Document —
☆ ☆ ☆ ☆ ☆ ☆ ☆

Friday, January 11, 2013

How to Leave a Nicely Walled Garden - Through the Cracks...


  1. Beating Amazon at their own Game (or: how to game Amazon...)

    Studies show that Amazon isn't what it used to be. Statistics are doing their usual song-and-dance, but tell that the big box giant may be around (or even below) 50% at this point, down from their peak of 90% just a few years back. Might be time to leave the walled garden...
    1. If the path be beautiful....
    2. With all the hype out there from and about Amazon, there are some facts about self-publishing and the potential for success on Amazon that you should know.
      Main point is that there are other players in the market these days, and Amazon has eroded from their peak of 90% just a few years back. They've reportedly declined to around 50% (which is just educated estimates.)
    3. And this author is apparently the only one outside the industry which put all this together, except for Mark Coker, who is more privy to Smashword's analytics than any of Amazon's - and is usually dissed for having a vested interest.
      But you may want to check into a 1,000+ writer study undertaken to sort out what the best writers did, compared to the rest:
    4. Your trick as a writer is to get into that reported 10% of the writers who make 75% of the income possible - the short head.
    5. While this next one points out an additional survey, it does emphasize that these surveys were also non-definitive. They were self-selective, as even Taleist admits:
      "For a start, no one knows what the total population of self-publishers look like so we can’t know for sure how closely our sample of 1,007 respondents represents that community. It seems likely that with a sample this size we will have good representation but do the experiences of our respondents match yours? Where are the differences? What do you agree with? What did you disagree with? What else would you like to know?"
      And further:
      "Also, as Nate Hoffelder of The Digital Reader points out, the survey needs to be considered in context: "The thing is, no matter how little those authors made while self-publishing their ebooks, on average they are almost certainly better off than if they did not have the option of self-publishing." Survey results support this: only 5% of respondents said that they considered themselves unsuccessful, regardless of how much they earned--reminding us that "success" is about much more than money."

☆ ☆ ☆ ☆ ☆ ☆ ☆

Your instructions —
Continue the blog post on leaving Amazon's walled garden, starting right after its last sentence. The material that follows has no connection to the blog post above.

(Data items)

☆ ☆ ☆ ☆ ☆ ☆ ☆

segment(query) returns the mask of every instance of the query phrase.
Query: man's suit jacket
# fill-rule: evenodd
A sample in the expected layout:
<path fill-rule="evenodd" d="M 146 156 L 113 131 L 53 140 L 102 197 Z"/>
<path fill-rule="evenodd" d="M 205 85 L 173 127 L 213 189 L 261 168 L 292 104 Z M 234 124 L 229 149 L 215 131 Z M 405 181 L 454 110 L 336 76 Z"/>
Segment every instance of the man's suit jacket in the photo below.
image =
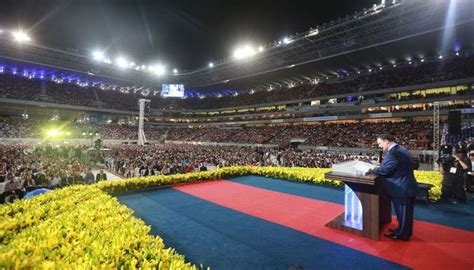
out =
<path fill-rule="evenodd" d="M 418 192 L 410 152 L 398 144 L 388 151 L 382 165 L 373 173 L 385 178 L 384 187 L 391 197 L 415 197 Z"/>

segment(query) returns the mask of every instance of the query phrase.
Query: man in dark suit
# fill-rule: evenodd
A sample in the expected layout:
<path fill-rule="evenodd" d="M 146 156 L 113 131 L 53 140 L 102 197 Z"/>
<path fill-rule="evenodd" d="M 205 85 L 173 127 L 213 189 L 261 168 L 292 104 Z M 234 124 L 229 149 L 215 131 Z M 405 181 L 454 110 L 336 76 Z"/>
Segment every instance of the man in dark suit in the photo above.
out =
<path fill-rule="evenodd" d="M 390 196 L 398 221 L 398 228 L 389 229 L 385 236 L 407 241 L 413 231 L 413 212 L 418 192 L 412 158 L 406 148 L 395 143 L 392 135 L 378 136 L 377 144 L 385 156 L 382 165 L 371 172 L 384 177 L 383 187 Z"/>
<path fill-rule="evenodd" d="M 466 191 L 469 193 L 474 192 L 474 150 L 470 150 L 468 158 L 464 159 L 464 163 L 468 166 L 467 171 L 464 174 L 464 185 Z"/>

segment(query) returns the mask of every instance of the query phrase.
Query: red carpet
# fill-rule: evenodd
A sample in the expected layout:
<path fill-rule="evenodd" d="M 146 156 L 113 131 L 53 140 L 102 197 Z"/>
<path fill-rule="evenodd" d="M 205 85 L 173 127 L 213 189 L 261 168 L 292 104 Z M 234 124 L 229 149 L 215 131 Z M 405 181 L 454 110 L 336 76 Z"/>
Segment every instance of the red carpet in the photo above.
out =
<path fill-rule="evenodd" d="M 343 206 L 217 180 L 175 189 L 315 237 L 417 269 L 473 269 L 474 232 L 416 221 L 408 242 L 373 241 L 324 226 Z M 416 209 L 415 209 L 416 211 Z M 342 259 L 342 258 L 341 258 Z"/>

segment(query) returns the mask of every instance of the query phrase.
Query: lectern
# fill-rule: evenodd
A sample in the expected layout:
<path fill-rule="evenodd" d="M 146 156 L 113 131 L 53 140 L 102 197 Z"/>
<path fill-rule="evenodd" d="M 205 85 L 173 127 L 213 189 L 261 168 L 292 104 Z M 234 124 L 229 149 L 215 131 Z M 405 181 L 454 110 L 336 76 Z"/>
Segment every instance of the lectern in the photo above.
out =
<path fill-rule="evenodd" d="M 382 177 L 329 172 L 326 179 L 346 184 L 344 213 L 326 226 L 379 240 L 380 229 L 391 221 L 390 200 L 382 193 Z"/>

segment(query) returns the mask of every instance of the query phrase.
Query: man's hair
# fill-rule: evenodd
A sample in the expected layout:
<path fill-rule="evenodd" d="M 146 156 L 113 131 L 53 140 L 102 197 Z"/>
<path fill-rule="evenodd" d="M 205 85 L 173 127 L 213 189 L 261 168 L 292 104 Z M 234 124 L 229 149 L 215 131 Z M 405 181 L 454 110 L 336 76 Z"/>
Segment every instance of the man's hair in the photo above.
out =
<path fill-rule="evenodd" d="M 394 142 L 395 137 L 390 134 L 380 134 L 377 138 L 382 139 L 384 141 Z"/>

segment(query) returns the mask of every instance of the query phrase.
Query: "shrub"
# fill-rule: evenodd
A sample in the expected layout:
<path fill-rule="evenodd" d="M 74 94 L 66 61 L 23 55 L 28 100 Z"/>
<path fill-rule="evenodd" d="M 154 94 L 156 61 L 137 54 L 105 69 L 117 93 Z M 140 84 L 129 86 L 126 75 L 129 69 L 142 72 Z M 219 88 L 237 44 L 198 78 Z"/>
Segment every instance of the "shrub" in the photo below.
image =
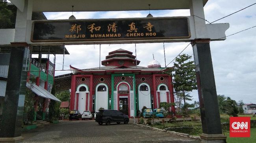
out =
<path fill-rule="evenodd" d="M 139 123 L 140 124 L 144 125 L 145 124 L 145 122 L 144 121 L 144 119 L 142 117 L 141 117 L 139 118 Z"/>
<path fill-rule="evenodd" d="M 172 116 L 171 117 L 171 119 L 170 119 L 170 121 L 173 121 L 176 122 L 176 120 L 177 119 L 177 117 L 175 116 Z"/>
<path fill-rule="evenodd" d="M 147 119 L 146 123 L 148 125 L 151 126 L 152 125 L 152 119 L 151 118 Z"/>
<path fill-rule="evenodd" d="M 105 109 L 104 109 L 104 108 L 100 107 L 100 108 L 99 108 L 99 109 L 98 110 L 105 110 Z"/>
<path fill-rule="evenodd" d="M 191 120 L 192 121 L 195 121 L 196 120 L 196 116 L 190 116 L 190 118 Z"/>
<path fill-rule="evenodd" d="M 141 112 L 141 113 L 143 113 L 143 112 L 144 111 L 144 110 L 146 109 L 147 109 L 147 107 L 145 106 L 143 106 L 143 107 L 142 107 L 142 109 L 141 109 L 141 110 L 142 112 Z"/>

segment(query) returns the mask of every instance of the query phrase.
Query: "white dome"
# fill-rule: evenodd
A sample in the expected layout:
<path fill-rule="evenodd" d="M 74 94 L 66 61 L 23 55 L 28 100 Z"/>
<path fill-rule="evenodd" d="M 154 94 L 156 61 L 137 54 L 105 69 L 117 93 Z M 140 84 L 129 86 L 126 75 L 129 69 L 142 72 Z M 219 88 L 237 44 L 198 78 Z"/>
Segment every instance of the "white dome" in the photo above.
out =
<path fill-rule="evenodd" d="M 148 67 L 161 67 L 161 65 L 159 62 L 154 59 L 152 61 L 148 63 Z"/>

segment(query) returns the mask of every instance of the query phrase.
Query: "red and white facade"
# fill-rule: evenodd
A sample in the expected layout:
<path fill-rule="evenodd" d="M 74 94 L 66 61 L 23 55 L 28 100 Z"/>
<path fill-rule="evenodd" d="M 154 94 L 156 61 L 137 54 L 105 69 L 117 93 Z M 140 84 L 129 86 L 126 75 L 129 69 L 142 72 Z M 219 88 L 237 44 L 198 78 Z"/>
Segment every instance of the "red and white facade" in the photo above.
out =
<path fill-rule="evenodd" d="M 172 77 L 163 73 L 154 59 L 148 67 L 139 66 L 132 52 L 119 49 L 102 61 L 105 66 L 73 70 L 70 110 L 94 112 L 100 107 L 136 116 L 143 106 L 159 108 L 160 103 L 174 103 Z M 136 65 L 136 63 L 137 65 Z M 175 112 L 174 106 L 171 111 Z"/>

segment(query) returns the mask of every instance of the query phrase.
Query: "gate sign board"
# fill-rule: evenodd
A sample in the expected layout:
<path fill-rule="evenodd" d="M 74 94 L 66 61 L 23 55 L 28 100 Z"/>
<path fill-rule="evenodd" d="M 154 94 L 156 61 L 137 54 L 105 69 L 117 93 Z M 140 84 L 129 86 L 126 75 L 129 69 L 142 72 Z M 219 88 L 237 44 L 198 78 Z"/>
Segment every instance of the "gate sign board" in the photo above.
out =
<path fill-rule="evenodd" d="M 188 38 L 186 17 L 35 21 L 32 42 Z"/>

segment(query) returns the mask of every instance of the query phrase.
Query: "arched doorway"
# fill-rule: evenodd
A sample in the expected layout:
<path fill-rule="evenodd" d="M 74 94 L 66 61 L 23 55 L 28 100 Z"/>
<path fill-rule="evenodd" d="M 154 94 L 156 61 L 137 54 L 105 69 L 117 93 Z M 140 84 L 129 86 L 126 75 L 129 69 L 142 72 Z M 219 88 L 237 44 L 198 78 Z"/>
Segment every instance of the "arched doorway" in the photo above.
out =
<path fill-rule="evenodd" d="M 141 83 L 138 87 L 138 109 L 141 112 L 143 106 L 152 108 L 150 90 L 149 85 L 147 83 Z"/>
<path fill-rule="evenodd" d="M 130 106 L 131 104 L 134 104 L 130 102 L 131 91 L 130 85 L 126 82 L 123 82 L 119 83 L 117 87 L 117 110 L 130 117 L 131 114 Z"/>
<path fill-rule="evenodd" d="M 164 84 L 161 84 L 158 85 L 158 108 L 160 107 L 160 103 L 166 102 L 170 103 L 170 97 L 169 94 L 169 91 L 166 85 Z"/>
<path fill-rule="evenodd" d="M 78 110 L 82 113 L 84 110 L 89 109 L 90 97 L 89 88 L 87 85 L 82 84 L 78 86 L 75 95 L 75 104 L 74 109 Z"/>
<path fill-rule="evenodd" d="M 99 84 L 95 90 L 95 111 L 98 111 L 100 107 L 108 109 L 108 88 L 104 83 Z"/>

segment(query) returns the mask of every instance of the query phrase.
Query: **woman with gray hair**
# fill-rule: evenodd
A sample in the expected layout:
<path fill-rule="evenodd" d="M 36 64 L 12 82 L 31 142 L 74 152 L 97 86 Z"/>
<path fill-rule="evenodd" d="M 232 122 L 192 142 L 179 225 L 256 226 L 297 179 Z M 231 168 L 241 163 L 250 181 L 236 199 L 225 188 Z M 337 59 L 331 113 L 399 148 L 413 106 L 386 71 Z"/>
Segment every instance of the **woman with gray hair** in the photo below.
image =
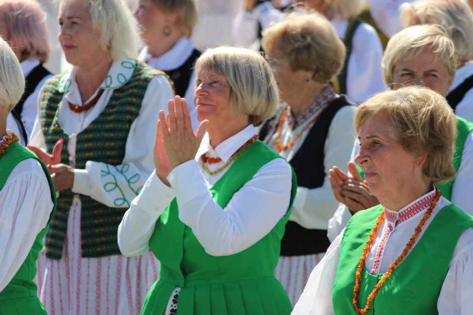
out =
<path fill-rule="evenodd" d="M 454 178 L 457 120 L 405 87 L 354 118 L 355 161 L 380 204 L 357 213 L 312 272 L 294 314 L 463 314 L 473 307 L 473 217 L 435 185 Z"/>
<path fill-rule="evenodd" d="M 455 113 L 473 122 L 473 12 L 462 0 L 417 0 L 401 7 L 405 27 L 439 24 L 455 44 L 456 74 L 446 96 Z"/>
<path fill-rule="evenodd" d="M 141 313 L 289 314 L 274 273 L 295 178 L 255 130 L 279 105 L 271 68 L 220 47 L 195 71 L 197 131 L 185 99 L 160 112 L 155 170 L 118 230 L 124 255 L 150 249 L 161 263 Z"/>
<path fill-rule="evenodd" d="M 20 63 L 0 38 L 0 313 L 39 315 L 46 312 L 33 281 L 35 264 L 56 194 L 46 166 L 6 128 L 24 88 Z"/>
<path fill-rule="evenodd" d="M 152 255 L 125 257 L 117 241 L 154 168 L 149 131 L 173 97 L 164 73 L 133 59 L 134 21 L 123 0 L 60 2 L 59 41 L 73 67 L 43 87 L 29 146 L 59 192 L 43 251 L 49 313 L 138 313 L 157 277 Z"/>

☆ ☆ ☆ ☆ ☆ ☆ ☆

The answer —
    6. You'll find that the "top earners" had achieved a tipping point that took them over the top. So they could actually afford to write instead of marketing all the time. They attracted and maintained an audience which would buy just about anything they wrote, just as fast as they could churn it out. 
    7. Here's the first of the Taleist videos, so you can check these out for yourself:
    8. 1. Introduction - Taleist Self-Publishing Survey
    9. All this said, this survey also deals heavily with Fiction. There is no comparative to say that non-fiction runs by the exact same rules. Certainly, if you have 2 non-fiction books, the one with the lower price may win out, given similar titles, covers, and descriptions. But far more likely is the "Google-effect", where a non-fiction book can be more easily and more tightly SEO'd to a particular keyword and traffic driven directly to a page which gives far more information about it before you hit the Amazon (or other distributor) checkout. The reader is already pre-sold, and then meets an excellent price point. Since these books can hit a peak of selling, then this would "end around" Amazon's algorithms. 
      Speaking of which - there's evidence that the much vaunted review-system and "also-bought" recommendations are getting rickety and wheezing more these days, as they are adjusted from experience with the everpresent gaming. 
      First, an overview:
    10. This then leads to the cracks. Upshot of this is: the easy days of building huge readerships from low-price points is mostly over - at least on Amazon.
      "Select isn’t the money-printing machine it once was. To sell many books, you’ll have to do more with it than “set book free, sit on couch, drink fruity drink.” You need to have a secondary strategy to make your book visible after your free run’s over, or use your free run to specifically generate visibility for your other books."
      The algorithms were changed in May 2012 so that there was more emphasis on overall income the book was producing.  Which essentially dooms the Locke formula.
      That said, anecdotal evidence says that Amazon might have shot themselves in the foot with this. Supported by the rush for "free" Kindle books, and comparisons with Smashwords' analysis that the best price points are between 2.99 and 5.99. Amazon's pricing is: the higher the better, weighed against sales.
    11. More about how the reviews are warping the Amazon algorithm. 
    12. However, while people do trust the reviews more than not, academic reviews are given no more credence than anyone else.
    13. Another hole is that you don't have to buy the book to give a review - even though Amazon at one time would give more weight internally (placement?) to reviews from actual buyers. (This was at the time Locke was buying his reviews, which meant he paid someone to buy the book before posting the review.)
    14. Meanwhile, this survey of Mobileread users by Mark Coker tends to point out that Amazon's algorithm's may only account for 25% of the people visiting their sites who rely on browsing to find their book. When you lump together word of mouth and reader loyalty, you wind up closer to 50%. This is an indicator that Amazon has had a good thing for quite a while, but as the online infrastructure has built up, they are no longer the only fish in this pond, however big they are. 
    15. This survey also brings up the social marketing strategy which many authors use, of being active on book-reader forums. You have to contrast this with the Taleist survey which shows that the authors who spend the most time marketing have lower income than the authors who spend the most time writing.
      This may be that the "heavy hitters" have already established their audience, and now are concentrating on simply delivering what that audience wants, which is the next book.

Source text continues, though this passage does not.